Please print every line from the one containing "Could you point out the blue shirt" through the last line of the records below, exactly as written and nothing more.
***** RECORDS FOR THIS EXERCISE
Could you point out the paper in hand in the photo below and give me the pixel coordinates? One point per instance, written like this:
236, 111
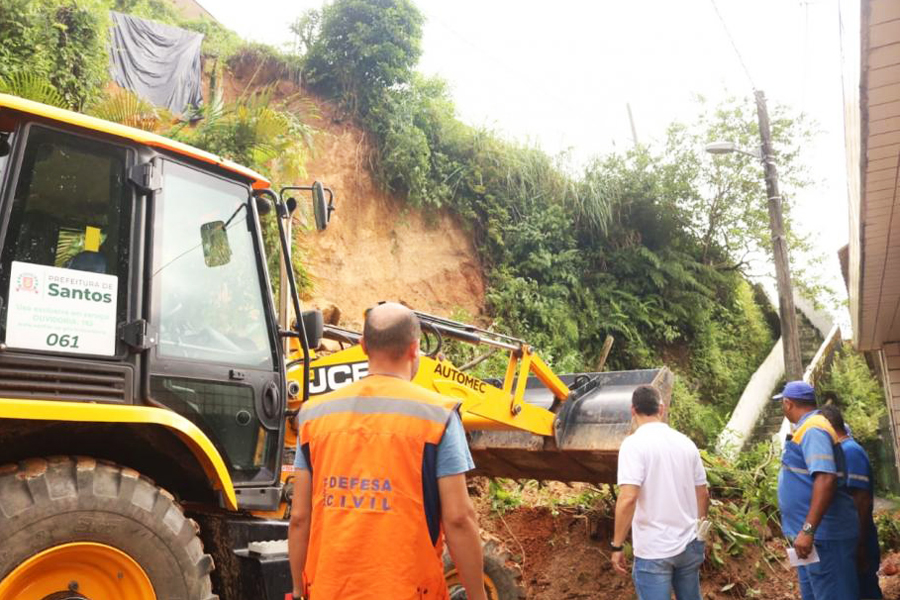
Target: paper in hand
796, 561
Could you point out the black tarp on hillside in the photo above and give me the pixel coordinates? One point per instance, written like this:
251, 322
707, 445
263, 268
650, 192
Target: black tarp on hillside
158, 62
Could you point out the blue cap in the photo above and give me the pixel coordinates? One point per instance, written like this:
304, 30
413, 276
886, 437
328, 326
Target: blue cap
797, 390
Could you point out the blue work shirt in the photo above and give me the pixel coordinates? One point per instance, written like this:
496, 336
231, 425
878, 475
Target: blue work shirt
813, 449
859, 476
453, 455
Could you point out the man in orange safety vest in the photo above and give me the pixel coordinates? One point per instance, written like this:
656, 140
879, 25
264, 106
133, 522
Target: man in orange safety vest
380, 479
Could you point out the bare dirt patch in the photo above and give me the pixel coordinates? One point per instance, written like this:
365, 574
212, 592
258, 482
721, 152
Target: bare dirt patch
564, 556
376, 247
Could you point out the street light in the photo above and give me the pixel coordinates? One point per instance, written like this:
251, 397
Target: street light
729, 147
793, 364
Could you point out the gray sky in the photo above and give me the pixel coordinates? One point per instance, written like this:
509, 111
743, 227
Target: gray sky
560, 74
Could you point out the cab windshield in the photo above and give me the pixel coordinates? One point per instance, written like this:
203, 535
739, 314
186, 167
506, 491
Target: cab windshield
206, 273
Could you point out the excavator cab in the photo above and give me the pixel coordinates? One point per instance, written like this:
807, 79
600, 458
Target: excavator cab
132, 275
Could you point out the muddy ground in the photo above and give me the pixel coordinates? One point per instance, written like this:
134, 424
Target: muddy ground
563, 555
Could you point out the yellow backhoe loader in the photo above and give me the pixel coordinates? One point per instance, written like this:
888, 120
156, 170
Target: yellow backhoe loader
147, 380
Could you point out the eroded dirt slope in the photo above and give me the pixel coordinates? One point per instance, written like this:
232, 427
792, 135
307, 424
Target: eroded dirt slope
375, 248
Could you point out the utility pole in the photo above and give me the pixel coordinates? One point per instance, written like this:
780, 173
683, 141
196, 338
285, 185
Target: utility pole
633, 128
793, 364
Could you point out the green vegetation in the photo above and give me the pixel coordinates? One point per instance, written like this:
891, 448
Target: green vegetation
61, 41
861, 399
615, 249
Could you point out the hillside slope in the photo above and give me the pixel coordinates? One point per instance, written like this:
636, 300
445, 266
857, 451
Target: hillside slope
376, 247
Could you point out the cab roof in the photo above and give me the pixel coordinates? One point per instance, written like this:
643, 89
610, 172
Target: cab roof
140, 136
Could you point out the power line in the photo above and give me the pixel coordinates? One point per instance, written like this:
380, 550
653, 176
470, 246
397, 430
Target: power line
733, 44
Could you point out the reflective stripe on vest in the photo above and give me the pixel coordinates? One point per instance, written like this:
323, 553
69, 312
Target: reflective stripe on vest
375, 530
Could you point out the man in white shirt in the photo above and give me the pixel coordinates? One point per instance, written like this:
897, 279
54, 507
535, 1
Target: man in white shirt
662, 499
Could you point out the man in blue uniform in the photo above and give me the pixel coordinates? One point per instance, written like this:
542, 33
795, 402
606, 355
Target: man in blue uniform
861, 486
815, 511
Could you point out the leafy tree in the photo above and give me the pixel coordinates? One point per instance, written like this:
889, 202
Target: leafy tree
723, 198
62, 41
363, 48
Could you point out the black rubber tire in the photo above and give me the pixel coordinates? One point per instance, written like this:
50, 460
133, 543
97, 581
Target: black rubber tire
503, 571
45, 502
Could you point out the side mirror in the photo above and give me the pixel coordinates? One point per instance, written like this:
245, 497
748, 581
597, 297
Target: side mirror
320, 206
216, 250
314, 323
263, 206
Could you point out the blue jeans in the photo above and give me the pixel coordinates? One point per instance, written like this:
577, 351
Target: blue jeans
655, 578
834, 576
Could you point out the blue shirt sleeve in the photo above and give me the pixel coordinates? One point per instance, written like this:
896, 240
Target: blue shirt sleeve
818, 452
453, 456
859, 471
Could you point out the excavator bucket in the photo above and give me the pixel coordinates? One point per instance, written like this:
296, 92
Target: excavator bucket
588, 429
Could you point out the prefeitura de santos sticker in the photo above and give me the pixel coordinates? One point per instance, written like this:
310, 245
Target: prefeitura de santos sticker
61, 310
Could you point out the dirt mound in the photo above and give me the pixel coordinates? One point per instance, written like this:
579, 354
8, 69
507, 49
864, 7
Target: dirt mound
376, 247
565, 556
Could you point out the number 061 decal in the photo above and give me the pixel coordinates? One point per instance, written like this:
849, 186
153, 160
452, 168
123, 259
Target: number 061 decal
**********
* [IN RESPONSE]:
Could you point out the blue shirt sleeve in the photo above and give me the pixel coordinates? One point per instance, written like this:
896, 240
Target: blue shirt sleeve
818, 452
453, 456
859, 471
Could you point out the excavator bucket in the photo above and give me the pixel coordinates? One point per instance, written like this:
296, 92
Target: excavator bucket
588, 429
Could you point out the prefeitura de santos sticker in the photo above and give me the pixel coordinates? One point per instance, written like this:
310, 245
Target: prefeitura de santos sticker
61, 310
Could you point out the dirt mound in the photo above and give me the pixel coordinates? One point per instance, written like this:
579, 354
8, 69
507, 49
864, 7
Target: dirt mound
376, 247
565, 556
Could you point out the number 061 decal in the photo above and give me the pixel coordinates? One point per instance, written like this:
849, 186
153, 160
452, 168
123, 259
Target: number 061 decal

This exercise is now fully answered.